━━━ Bloco de texto ━━━
Título: Proposta de Lula ganha apoio francês
Autor: Fernando Dantas
Fonte: O Estado de São Paulo, 27/01/2005, Economia, p. B1

O presidente da França, Jacques Chirac, propôs ontem, em teleconferência numa sessão plenária do Fórum Econômico Mundial, uma taxação sobre as transações financeiras internacionais para o combate à aids. O mecanismo é, na essência, o mesmo já sugerido pelo presidente Luiz Inácio Lula da Silva para combater a fome e a miséria. Lula vai reforçar sua proposta amanhã, também em sessão plenária em Davos. Chirac afirmou que a taxa sobre transações internacionais poderia arrecadar US$ 10 bilhões por ano, volume que considera necessário para financiar a pesquisa de uma vacina contra a aids, desenvolver campanhas de prevenção e ampliar o atendimento médico, elevando de 450 mil para 3 milhões o número de doentes em tratamento no mundo.

Ele frisou que a sua proposta não seria uma 'taxa Tobin' (antiga proposta de um Prêmio Nobel de Economia), já que seria implementada sem prejudicar o funcionamento normal dos mercados. Para isso, ela seria extremamente baixa, de no máximo 1 sobre 10 mil; seria aplicada apenas a uma fração das transações internacionais, que hoje somam US$ 3 trilhões por dia; e seria realizada com cooperação das grandes praças financeiras mundiais, para evitar a evasão.

Chirac fez várias sugestões para promover um grande aumento no financiamento ao desenvolvimento social no mundo. Ele mencionou a "facilidade financeira internacional", proposta britânica para levantar grandes volumes de recursos para aquele objetivo no mercado internacional. E lançou a proposta, também considerada pelo Reino Unido, de usar um mecanismo semelhante para combater a aids e salvar 3 milhões de vidas por ano.

Outra sugestão alternativa do presidente francês para o combate à aids foi a de que países com sigilo bancário - referência aos paraísos fiscais - taxem o fluxo de capitais que entram e saem. E, finalmente, Chirac levantou a hipótese de uma contribuição sobre o combustível utilizado pelos transportes aéreo e marítimo.

O discurso de Chirac em prol da intensificação no combate à pobreza teve toques dramáticos, e foi enfático na cobrança de uma globalização mais ética e humana: "Abandonadas a si mesmas, as forças econômicas tornam-se cegas e acentuam a marginalização dos mais vulneráveis".
━━━ Dados fornecidos ━━━
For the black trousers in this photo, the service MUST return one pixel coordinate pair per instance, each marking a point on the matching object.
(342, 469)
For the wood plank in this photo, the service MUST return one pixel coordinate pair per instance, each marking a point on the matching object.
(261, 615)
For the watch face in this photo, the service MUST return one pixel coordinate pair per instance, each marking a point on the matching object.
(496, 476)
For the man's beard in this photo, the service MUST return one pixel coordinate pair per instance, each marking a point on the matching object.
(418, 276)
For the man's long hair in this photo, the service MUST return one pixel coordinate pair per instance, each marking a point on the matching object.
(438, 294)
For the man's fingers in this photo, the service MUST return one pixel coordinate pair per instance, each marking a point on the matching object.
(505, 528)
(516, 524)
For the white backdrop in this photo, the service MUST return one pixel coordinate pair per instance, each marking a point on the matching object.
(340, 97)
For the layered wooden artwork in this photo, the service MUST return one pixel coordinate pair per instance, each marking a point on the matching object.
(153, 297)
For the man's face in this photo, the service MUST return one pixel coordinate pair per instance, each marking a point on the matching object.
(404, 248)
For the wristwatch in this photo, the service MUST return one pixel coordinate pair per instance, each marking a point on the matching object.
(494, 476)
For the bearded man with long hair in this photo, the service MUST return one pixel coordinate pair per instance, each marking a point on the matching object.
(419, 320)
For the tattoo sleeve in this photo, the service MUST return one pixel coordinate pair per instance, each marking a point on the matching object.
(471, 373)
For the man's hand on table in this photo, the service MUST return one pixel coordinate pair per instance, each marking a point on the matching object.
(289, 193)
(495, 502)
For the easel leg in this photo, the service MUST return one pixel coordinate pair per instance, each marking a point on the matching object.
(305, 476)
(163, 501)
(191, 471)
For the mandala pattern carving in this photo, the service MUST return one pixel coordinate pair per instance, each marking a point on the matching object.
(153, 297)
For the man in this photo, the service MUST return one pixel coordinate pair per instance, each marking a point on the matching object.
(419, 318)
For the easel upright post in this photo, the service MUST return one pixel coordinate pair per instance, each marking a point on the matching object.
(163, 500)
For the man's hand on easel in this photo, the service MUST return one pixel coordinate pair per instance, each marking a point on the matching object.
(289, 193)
━━━
(Pedido de trabalho 1)
Repita o trecho da notícia sobre a proposta de Chirac que começa em "Ele frisou que" e segue até "vidas por ano.".
(Pedido de trabalho 2)
De acordo com a notícia sobre a proposta de Chirac, por que ele afirmou que sua taxa não seria uma "taxa Tobin"? Responda em uma a três frases.
As entradas vieram de outra fonte.

(Resultado do exercício 1)
Ele frisou que a sua proposta não seria uma 'taxa Tobin' (antiga proposta de um Prêmio Nobel de Economia), já que seria implementada sem prejudicar o funcionamento normal dos mercados. Para isso, ela seria extremamente baixa, de no máximo 1 sobre 10 mil; seria aplicada apenas a uma fração das transações internacionais, que hoje somam US$ 3 trilhões por dia; e seria realizada com cooperação das grandes praças financeiras mundiais, para evitar a evasão.

Chirac fez várias sugestões para promover um grande aumento no financiamento ao desenvolvimento social no mundo. Ele mencionou a "facilidade financeira internacional", proposta britânica para levantar grandes volumes de recursos para aquele objetivo no mercado internacional. E lançou a proposta, também considerada pelo Reino Unido, de usar um mecanismo semelhante para combater a aids e salvar 3 milhões de vidas por ano.

(Resultado do exercício 2)
Chirac afirmou que sua proposta não seria uma "taxa Tobin" porque seria aplicada sem prejudicar o funcionamento normal dos mercados. Para isso, a taxa seria muito baixa, de no máximo 1 sobre 10 mil. Ela valeria só para uma parte das transações internacionais e contaria com a cooperação das grandes praças financeiras do mundo, para evitar a evasão.